O período negro da universidade se afirmou quando chegaram os novos professores no ano seguinte. Antes, o corpo docente consistia na nata da ciência e das artes. Os novos professores estavam apenas preocupados com a renda salarial e com a manutenção da opressão militar no campus. Até o reitor não tinha nem idéia das propostas educacionais de Darcy Ribeiro. Novamente, os estudantes iniciam uma greve que fortaleceu ainda mais o movimento estudantil. Dessa vez, as tropas invadiram a UnB e vários estudantes foram presos no Teatro Nacional. Nunca alguém havia enlameado tanto a cultura que estava sendo construída na nova capital.

Em 1968, uma nova manifestação surge na UnB. E essa será capaz de mudar o rumo da história brasileira. De acordo com o filme “Barra 68” de Vladimir Carvalho, essa greve teria sido o estopim para a implementação do AI-5, responsável por vetar todos os direitos de cidadão existentes na época e fechar o Congresso Nacional. Iniciando uma onda de terror, muitos estudantes foram presos e pessoas desapareceram, outros optaram por se exilarem em no exterior ou simplesmente calaram suas opiniões. Honestino Guimarães, famoso líder estudantil da época, foi dado como desaparecido e a UNE se torna clandestina. E Darcy Ribeiro viu seus projetos desaparecem e a universidade se transformar em mais um centro de “paus-mandados”, acabando por se exilar, junto com muitos outros modernistas.

Com a queda da força estudantil e o exílio dos grandes reformadores, a UnB se transformou em um campo livre para os militares. Então o novo reitor, oficial da marinha, José Carlos Azevedo, inicia diversas construções no campus universitário, contando com o apoio financeiro do governo. Seguindo o discurso militar no qual as palavras-chaves eram “eficiência e progresso”, a UnB se viu em uma nova reforma universitária.

Nessa reforma, voltou a vigorar o sistema catedrático e foram criados institutos e departamentos fantoches, comandados pela mão de ferro dos militares. Mas, no final das contas, essa nova reforma não passou de uma farsa ao nascer com a liberdade castrada e com renovações de modelos a partir de conceitos já abandonados, por se mostrarem falsos e ineficientes. “(...) a UnB estava envolta por um clima de medo, professores vigiados (...). Estudantes intimidados, ameaçados em sua ânsia de indagar, (...) obrigados a conviver com delatores e agentes disfarçados dentro de salas de aula.”, conclui Beto Almeida, ex-aluno da UnB, no blog “Independência Sul Americana”.

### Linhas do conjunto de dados
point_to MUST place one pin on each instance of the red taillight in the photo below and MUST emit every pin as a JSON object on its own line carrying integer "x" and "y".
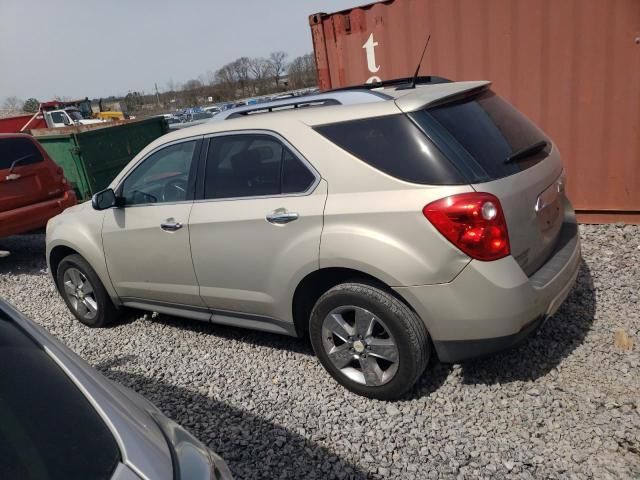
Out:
{"x": 473, "y": 222}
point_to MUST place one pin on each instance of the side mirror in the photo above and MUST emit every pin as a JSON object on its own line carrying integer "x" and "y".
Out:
{"x": 105, "y": 199}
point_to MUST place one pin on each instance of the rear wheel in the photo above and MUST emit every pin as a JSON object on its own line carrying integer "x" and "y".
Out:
{"x": 368, "y": 340}
{"x": 84, "y": 293}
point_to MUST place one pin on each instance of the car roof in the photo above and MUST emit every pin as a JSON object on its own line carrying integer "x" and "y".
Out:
{"x": 335, "y": 97}
{"x": 394, "y": 101}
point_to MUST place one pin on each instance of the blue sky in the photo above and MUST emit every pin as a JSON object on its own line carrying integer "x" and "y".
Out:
{"x": 77, "y": 48}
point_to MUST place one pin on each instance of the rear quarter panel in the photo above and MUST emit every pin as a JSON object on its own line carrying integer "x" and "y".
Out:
{"x": 373, "y": 222}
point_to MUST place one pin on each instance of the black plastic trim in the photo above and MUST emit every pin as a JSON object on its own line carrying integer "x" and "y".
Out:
{"x": 453, "y": 351}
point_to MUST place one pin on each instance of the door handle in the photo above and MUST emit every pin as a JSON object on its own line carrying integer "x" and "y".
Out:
{"x": 280, "y": 217}
{"x": 171, "y": 226}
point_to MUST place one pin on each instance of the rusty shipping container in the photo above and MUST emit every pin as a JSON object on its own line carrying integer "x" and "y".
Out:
{"x": 572, "y": 66}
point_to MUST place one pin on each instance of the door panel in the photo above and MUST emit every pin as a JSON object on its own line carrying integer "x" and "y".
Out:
{"x": 147, "y": 262}
{"x": 246, "y": 264}
{"x": 146, "y": 243}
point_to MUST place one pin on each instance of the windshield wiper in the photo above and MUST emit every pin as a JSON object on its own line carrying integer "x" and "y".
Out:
{"x": 527, "y": 151}
{"x": 17, "y": 161}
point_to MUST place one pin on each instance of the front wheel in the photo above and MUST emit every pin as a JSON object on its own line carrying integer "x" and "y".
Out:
{"x": 368, "y": 340}
{"x": 84, "y": 293}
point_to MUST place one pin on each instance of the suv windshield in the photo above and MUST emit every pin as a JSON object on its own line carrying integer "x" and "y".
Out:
{"x": 48, "y": 429}
{"x": 485, "y": 136}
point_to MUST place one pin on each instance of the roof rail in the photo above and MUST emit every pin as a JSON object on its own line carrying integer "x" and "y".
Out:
{"x": 393, "y": 82}
{"x": 303, "y": 102}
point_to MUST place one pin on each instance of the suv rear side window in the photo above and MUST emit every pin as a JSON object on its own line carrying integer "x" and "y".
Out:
{"x": 480, "y": 132}
{"x": 252, "y": 165}
{"x": 19, "y": 150}
{"x": 394, "y": 145}
{"x": 48, "y": 429}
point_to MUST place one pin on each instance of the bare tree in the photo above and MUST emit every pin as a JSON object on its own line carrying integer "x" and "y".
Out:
{"x": 226, "y": 80}
{"x": 302, "y": 71}
{"x": 172, "y": 86}
{"x": 241, "y": 69}
{"x": 277, "y": 65}
{"x": 13, "y": 103}
{"x": 192, "y": 84}
{"x": 259, "y": 69}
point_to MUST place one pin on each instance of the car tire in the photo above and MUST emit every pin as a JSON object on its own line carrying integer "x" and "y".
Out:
{"x": 74, "y": 272}
{"x": 390, "y": 336}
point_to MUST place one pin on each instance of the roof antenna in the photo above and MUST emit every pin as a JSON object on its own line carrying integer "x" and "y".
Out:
{"x": 415, "y": 75}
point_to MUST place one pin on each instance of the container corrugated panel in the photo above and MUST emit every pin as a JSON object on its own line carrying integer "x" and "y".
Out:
{"x": 572, "y": 66}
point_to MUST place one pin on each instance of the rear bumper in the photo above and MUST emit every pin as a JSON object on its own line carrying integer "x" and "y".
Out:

### O que fazer
1) Segundo o texto sobre a UnB, que posto militar tinha o novo reitor José Carlos Azevedo?
2) Reproduza fielmente o trecho do texto sobre a UnB que começa nas palavras "Em 1968, uma" e termina logo após as palavras "muitos outros modernistas.".

### Respostas finais
1) Ele era oficial da marinha.

2)
Em 1968, uma nova manifestação surge na UnB. E essa será capaz de mudar o rumo da história brasileira. De acordo com o filme “Barra 68” de Vladimir Carvalho, essa greve teria sido o estopim para a implementação do AI-5, responsável por vetar todos os direitos de cidadão existentes na época e fechar o Congresso Nacional. Iniciando uma onda de terror, muitos estudantes foram presos e pessoas desapareceram, outros optaram por se exilarem em no exterior ou simplesmente calaram suas opiniões. Honestino Guimarães, famoso líder estudantil da época, foi dado como desaparecido e a UNE se torna clandestina. E Darcy Ribeiro viu seus projetos desaparecem e a universidade se transformar em mais um centro de “paus-mandados”, acabando por se exilar, junto com muitos outros modernistas.